» What is needed:
Find the string "below" in the data, and copy out each line that has it.

---------- Provided information ----------

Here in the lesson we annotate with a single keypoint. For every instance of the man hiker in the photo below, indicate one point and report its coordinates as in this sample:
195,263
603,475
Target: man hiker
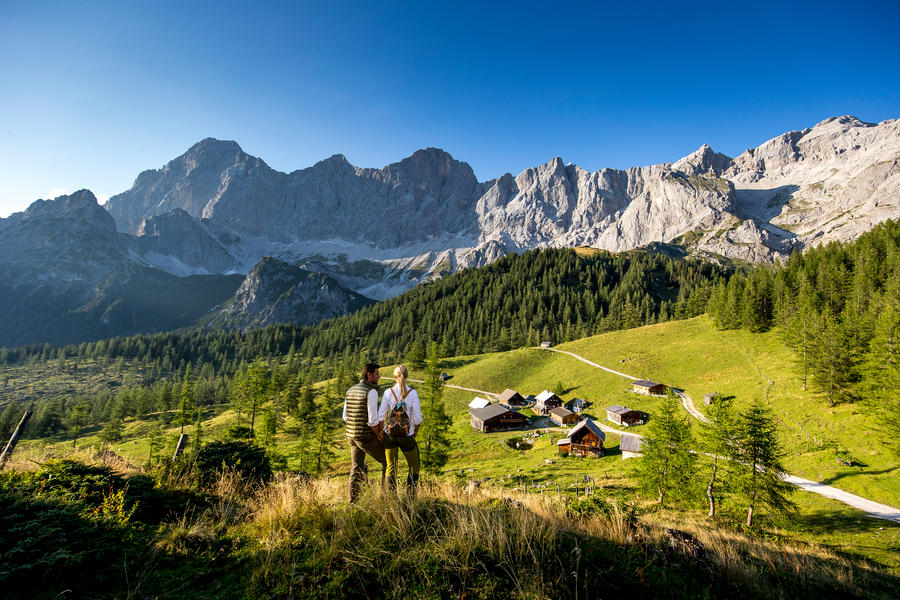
363,432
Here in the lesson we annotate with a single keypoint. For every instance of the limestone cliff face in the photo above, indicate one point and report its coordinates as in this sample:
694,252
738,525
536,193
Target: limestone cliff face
276,292
176,237
831,181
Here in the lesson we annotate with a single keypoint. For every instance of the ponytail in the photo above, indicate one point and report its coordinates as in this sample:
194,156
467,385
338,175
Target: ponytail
400,375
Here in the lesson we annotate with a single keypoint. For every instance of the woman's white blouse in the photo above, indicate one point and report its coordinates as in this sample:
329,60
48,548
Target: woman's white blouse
413,408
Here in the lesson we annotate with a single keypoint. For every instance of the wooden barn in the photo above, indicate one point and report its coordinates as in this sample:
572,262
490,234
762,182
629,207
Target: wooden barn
563,416
578,404
630,445
496,418
479,402
647,387
622,415
546,401
512,399
585,439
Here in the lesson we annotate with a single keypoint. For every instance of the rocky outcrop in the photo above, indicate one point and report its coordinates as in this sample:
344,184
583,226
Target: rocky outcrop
176,242
67,275
276,292
831,181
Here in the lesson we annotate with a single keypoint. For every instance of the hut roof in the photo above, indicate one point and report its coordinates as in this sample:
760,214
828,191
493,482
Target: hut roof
645,383
591,426
561,412
630,443
545,395
479,402
507,394
489,412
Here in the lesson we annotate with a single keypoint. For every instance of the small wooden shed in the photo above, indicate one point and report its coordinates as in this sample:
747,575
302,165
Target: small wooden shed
630,445
585,439
496,418
563,416
578,404
546,401
647,387
622,415
479,402
511,398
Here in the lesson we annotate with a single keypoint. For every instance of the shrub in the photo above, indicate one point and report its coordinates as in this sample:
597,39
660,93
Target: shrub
247,459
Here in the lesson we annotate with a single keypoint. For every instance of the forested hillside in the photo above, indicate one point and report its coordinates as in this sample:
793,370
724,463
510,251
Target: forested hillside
838,307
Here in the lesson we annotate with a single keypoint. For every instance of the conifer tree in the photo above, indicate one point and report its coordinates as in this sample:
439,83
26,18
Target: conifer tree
759,478
186,399
434,443
719,437
253,389
834,365
667,463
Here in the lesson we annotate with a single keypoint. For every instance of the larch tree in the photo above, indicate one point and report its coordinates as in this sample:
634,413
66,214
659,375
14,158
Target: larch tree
759,479
667,463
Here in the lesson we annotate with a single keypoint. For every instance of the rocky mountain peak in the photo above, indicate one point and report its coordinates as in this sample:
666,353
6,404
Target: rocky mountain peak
80,209
703,161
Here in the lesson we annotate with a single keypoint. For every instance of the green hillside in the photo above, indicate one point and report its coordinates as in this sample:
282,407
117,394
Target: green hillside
689,354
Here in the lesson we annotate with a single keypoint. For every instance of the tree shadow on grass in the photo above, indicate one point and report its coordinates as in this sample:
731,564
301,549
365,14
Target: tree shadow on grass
455,363
854,473
825,522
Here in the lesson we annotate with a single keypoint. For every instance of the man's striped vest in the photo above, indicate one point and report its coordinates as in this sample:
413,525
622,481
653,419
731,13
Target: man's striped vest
358,411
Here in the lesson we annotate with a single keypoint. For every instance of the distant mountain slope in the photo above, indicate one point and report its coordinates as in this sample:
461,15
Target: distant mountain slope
276,292
427,214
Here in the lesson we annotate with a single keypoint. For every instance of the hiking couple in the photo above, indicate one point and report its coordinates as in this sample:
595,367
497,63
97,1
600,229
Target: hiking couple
379,431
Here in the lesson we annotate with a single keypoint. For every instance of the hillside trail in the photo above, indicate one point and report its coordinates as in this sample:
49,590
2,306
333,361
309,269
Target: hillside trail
870,507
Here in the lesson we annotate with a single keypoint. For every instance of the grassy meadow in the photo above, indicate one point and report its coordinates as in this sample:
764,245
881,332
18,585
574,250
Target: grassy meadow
691,355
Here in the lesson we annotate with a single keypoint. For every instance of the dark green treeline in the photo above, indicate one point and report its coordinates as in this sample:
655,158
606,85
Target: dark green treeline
838,308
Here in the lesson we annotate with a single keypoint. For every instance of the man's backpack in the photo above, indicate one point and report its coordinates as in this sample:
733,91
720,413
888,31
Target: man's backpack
396,422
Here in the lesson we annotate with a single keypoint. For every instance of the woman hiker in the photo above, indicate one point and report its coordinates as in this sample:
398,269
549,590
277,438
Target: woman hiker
401,414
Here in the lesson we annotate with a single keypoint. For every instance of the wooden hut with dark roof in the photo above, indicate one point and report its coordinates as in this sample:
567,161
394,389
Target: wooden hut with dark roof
647,387
630,445
585,439
546,401
495,418
622,415
512,399
563,416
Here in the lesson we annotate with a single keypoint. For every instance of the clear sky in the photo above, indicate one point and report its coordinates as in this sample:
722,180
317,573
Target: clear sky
92,93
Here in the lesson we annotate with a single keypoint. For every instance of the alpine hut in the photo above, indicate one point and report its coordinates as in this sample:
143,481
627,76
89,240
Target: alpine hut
563,416
479,402
630,445
585,439
512,399
546,401
647,387
622,415
496,417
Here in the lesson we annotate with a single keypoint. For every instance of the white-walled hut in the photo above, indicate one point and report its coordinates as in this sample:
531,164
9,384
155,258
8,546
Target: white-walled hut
496,417
585,439
563,416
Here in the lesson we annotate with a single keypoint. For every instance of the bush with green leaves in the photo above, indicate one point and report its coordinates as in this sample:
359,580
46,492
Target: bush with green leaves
246,458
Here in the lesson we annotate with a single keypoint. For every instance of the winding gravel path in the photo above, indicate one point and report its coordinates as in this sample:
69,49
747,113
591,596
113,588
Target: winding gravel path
870,507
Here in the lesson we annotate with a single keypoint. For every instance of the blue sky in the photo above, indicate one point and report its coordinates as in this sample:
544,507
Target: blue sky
93,93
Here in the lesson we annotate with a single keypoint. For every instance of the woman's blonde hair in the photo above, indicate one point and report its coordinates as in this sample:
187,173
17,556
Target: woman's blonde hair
400,375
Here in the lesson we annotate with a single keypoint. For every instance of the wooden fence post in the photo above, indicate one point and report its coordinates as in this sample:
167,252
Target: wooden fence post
179,447
14,439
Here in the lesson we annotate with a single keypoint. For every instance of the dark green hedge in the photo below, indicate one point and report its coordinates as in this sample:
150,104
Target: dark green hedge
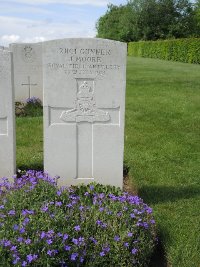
183,50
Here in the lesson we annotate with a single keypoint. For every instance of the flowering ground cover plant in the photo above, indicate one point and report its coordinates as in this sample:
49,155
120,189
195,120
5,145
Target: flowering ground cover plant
90,225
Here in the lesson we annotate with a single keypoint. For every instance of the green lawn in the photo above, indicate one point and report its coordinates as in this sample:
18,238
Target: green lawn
162,151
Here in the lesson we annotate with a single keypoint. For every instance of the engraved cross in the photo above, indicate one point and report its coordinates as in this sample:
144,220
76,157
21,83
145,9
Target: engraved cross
85,115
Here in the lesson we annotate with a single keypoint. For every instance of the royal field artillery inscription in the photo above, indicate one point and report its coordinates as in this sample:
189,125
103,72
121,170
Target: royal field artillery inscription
84,95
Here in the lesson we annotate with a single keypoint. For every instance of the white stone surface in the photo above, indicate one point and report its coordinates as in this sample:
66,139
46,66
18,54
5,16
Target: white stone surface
7,116
27,60
84,105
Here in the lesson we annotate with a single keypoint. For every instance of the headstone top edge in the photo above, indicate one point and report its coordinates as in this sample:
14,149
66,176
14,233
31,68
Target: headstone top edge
86,39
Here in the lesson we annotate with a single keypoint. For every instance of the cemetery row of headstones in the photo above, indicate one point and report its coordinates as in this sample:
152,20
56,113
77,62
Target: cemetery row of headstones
82,85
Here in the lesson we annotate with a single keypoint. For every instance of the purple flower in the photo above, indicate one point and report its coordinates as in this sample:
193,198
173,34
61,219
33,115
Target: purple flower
58,203
67,248
15,261
20,239
130,234
74,256
13,248
91,187
22,230
106,249
52,252
75,241
27,241
134,251
49,241
98,222
42,235
7,243
59,234
45,208
31,257
77,228
26,221
102,253
27,212
11,212
65,237
15,227
116,238
59,193
126,244
93,240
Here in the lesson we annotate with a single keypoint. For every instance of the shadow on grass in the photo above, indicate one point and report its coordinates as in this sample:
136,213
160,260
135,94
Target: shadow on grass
159,194
158,258
32,166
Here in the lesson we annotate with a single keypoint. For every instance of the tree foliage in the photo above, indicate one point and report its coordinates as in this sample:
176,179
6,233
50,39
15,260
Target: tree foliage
150,20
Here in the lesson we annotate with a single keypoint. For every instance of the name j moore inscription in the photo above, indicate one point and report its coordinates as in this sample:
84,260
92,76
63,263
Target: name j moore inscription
84,61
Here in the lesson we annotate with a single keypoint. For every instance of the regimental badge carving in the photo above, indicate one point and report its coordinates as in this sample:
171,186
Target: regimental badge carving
28,54
85,109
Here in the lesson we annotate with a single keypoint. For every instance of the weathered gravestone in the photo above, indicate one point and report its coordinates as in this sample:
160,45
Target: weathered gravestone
27,60
7,125
84,102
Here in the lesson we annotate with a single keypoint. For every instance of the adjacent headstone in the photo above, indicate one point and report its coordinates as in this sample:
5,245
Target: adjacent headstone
3,47
27,59
84,104
7,124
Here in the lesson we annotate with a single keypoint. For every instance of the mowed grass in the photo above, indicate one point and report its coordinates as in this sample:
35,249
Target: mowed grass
162,151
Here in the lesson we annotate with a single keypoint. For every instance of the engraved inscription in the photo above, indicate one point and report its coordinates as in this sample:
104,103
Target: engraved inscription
84,61
28,54
85,109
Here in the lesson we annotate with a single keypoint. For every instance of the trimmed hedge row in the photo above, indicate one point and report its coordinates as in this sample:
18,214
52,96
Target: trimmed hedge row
183,50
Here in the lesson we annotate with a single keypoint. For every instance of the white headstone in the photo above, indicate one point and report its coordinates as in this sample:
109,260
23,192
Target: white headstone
84,104
7,115
27,60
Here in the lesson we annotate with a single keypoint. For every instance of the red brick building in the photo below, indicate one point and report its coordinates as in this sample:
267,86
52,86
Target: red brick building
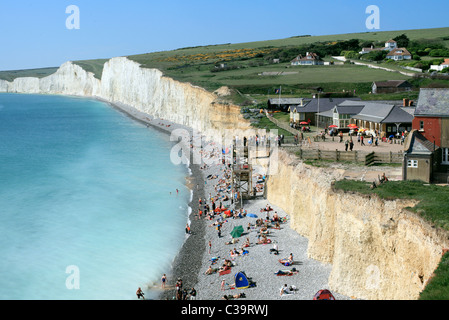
427,149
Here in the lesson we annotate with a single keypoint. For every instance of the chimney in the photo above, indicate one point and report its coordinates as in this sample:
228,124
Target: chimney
405,104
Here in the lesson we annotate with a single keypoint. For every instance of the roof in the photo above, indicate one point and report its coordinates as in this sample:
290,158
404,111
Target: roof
433,102
374,112
398,115
284,101
343,109
392,83
416,143
399,52
311,105
310,56
383,113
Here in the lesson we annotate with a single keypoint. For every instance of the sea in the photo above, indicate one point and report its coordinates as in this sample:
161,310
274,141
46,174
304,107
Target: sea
91,207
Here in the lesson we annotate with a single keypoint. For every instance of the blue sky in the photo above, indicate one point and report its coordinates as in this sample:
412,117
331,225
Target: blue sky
34,33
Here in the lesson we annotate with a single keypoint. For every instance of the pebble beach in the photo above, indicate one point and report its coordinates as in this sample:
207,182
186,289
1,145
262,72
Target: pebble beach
305,276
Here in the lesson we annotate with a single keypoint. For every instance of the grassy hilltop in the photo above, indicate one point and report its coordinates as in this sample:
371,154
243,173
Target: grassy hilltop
249,67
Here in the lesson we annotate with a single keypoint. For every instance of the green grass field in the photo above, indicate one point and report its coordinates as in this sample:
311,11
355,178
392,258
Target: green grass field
245,63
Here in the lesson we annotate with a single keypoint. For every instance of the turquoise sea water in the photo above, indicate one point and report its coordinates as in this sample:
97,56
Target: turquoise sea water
88,203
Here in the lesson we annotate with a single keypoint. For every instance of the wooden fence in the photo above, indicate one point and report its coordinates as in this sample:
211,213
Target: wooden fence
367,158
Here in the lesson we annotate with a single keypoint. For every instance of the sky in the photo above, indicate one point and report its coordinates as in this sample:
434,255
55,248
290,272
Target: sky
35,34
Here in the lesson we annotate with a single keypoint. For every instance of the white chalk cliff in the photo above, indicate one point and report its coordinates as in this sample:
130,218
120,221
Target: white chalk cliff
125,83
376,239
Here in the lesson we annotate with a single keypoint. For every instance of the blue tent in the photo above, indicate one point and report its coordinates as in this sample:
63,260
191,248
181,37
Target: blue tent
241,281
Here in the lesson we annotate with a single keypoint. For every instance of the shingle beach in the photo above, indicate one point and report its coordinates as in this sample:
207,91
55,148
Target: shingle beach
259,263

----------

» Answer section:
Here in the lesson we annotate with a single keypoint. For every instance of the man hiker in the photo below, indicate one point and report its coordinates as in this sample:
Here in the lesson we annotate with a single keypoint. For every instance of the dark green hedge in the photo below, indicate one point and report its coordinates as in this sample:
Here in the lesson we annotate with a single keypoint. For every instance of the red brick building in the photo below, indicate one point and report its coordinates as in this sample:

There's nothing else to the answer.